--- Document section ---

Review of Gladiator (2 Disc Set)
Introduction
Although it features more intense brooding than your average blood-guts-‘n-testosterone epic, ‘Gladiator’ feels in turns tedious, tired, involving, sluggish, powerful, plodding, stilted and listless. The kind of film that wears itself out simply with the idea of having to generate spectacle. Director Ridley Scott (never the greatest action director, never more obvious than now) can’t decide whether he’s remaking the muddy revenge fervour of ‘Braveheart’, the existential combat terror and technical bravura of ‘Saving Private Ryan’ or whether he’s back on the set of the miserable ‘GI Jane’. Granted, the gladiatorial combat scenes have a certain lacerating brutality, although Scott severely overdoes the MTV fast-cut freneticism, he manages a certain disorientating feeling of bloody mayhem. Even though the violence quotient has been significantly clipped, a movie which features no less than half a dozen decidedly messy decapitations has to be worth something, even if it is just a place in the ‘Fangoria’ hall of fame.

--- Raw data ---

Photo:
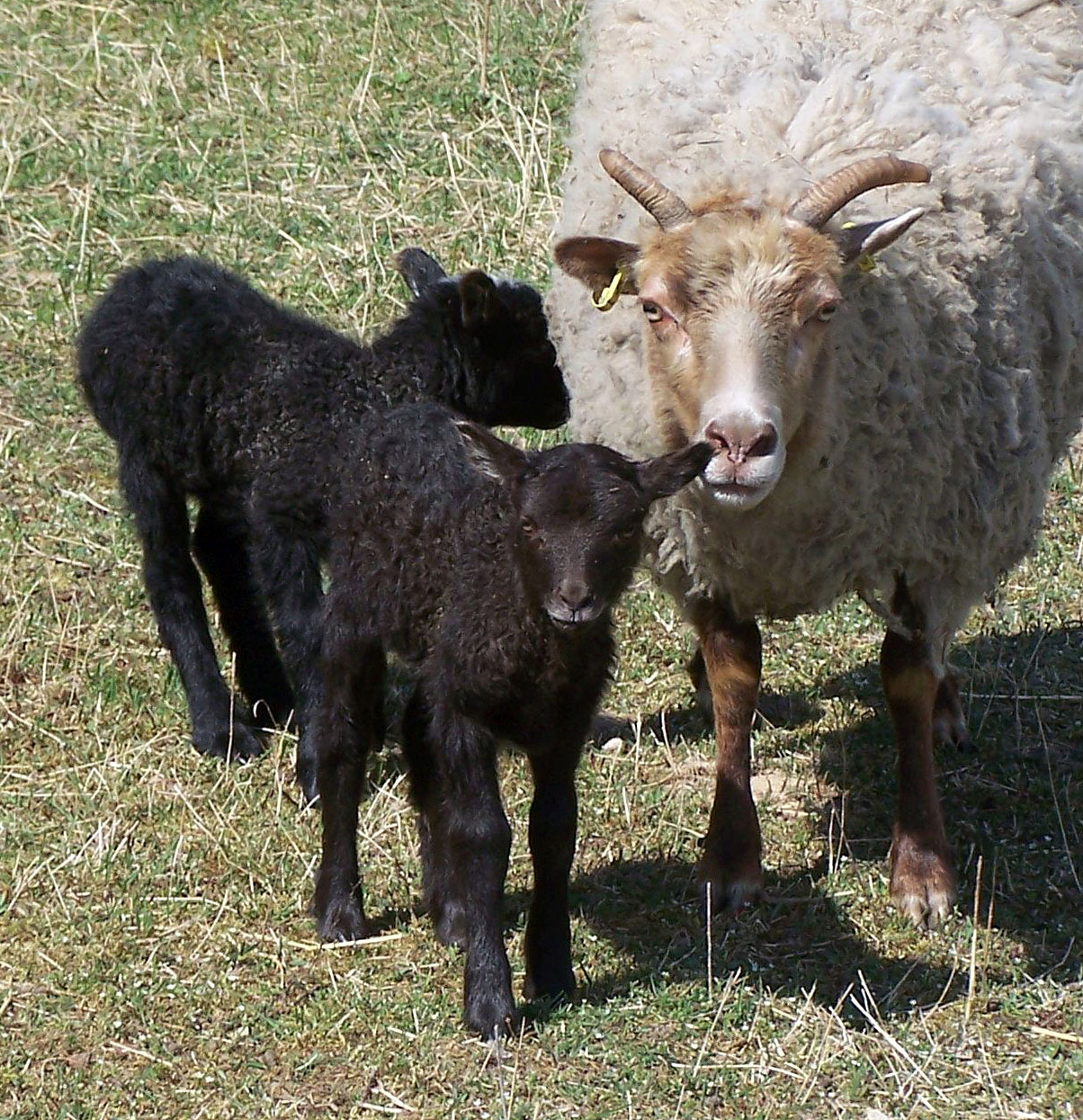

---

### Goal
In the Gladiator review, list every adjective that says how the film "feels in turns." None of the data is needed to answer the task.

### Final result
tedious, tired, involving, sluggish, powerful, plodding, stilted, listless